Return each entry exactly, with none missing.

---- SUPPLIED MATERIAL

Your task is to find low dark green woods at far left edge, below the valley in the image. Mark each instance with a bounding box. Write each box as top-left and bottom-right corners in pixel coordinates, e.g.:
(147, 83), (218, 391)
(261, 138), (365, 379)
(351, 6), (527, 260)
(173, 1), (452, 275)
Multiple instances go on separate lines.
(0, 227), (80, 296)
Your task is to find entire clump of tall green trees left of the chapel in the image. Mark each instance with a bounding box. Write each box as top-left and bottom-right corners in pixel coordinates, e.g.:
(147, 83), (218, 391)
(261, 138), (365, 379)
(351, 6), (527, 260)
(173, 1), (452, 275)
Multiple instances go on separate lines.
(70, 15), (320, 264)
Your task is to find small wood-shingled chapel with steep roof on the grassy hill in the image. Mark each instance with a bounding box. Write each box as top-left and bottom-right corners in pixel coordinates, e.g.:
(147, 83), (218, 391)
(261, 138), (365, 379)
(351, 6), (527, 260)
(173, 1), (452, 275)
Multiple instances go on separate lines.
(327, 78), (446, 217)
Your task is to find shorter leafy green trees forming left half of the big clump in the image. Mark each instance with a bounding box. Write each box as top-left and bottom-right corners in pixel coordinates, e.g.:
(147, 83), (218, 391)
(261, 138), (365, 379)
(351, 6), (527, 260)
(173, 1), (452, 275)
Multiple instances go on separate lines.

--------

RESPONSE —
Your task is to find low dark green woods at far left edge, below the valley in the image. Mark each instance with a bounding box. Write each box as top-left and bottom-right corners in pixel coordinates, e.g.:
(147, 83), (218, 391)
(261, 138), (365, 379)
(351, 6), (527, 260)
(173, 1), (452, 275)
Multiple instances go on separate lines.
(0, 227), (80, 296)
Your task is to find entire clump of tall green trees left of the chapel in the image. Mark each instance with a bounding box. Write each box as top-left and bottom-right corners in pixel coordinates, e.g.:
(147, 83), (218, 391)
(261, 138), (365, 379)
(351, 6), (527, 260)
(173, 1), (452, 275)
Multiple instances go on separate lines.
(70, 15), (320, 264)
Your task is to find small wood-shingled chapel with steep roof on the grassy hill in the image. Mark each instance with a bounding box. Write each box as top-left and bottom-right corners in pixel coordinates, e.g.:
(147, 83), (218, 391)
(261, 138), (365, 379)
(351, 6), (527, 260)
(173, 1), (452, 275)
Multiple instances go on separate lines.
(327, 78), (446, 217)
Your task is to find shorter leafy green trees forming left half of the big clump in the image. Mark each instance with a bounding box. Write each box as top-left and bottom-right corners in pixel coordinates, e.g.:
(147, 83), (218, 391)
(261, 138), (365, 379)
(351, 6), (527, 260)
(173, 1), (452, 275)
Multiple instances go on separate lines.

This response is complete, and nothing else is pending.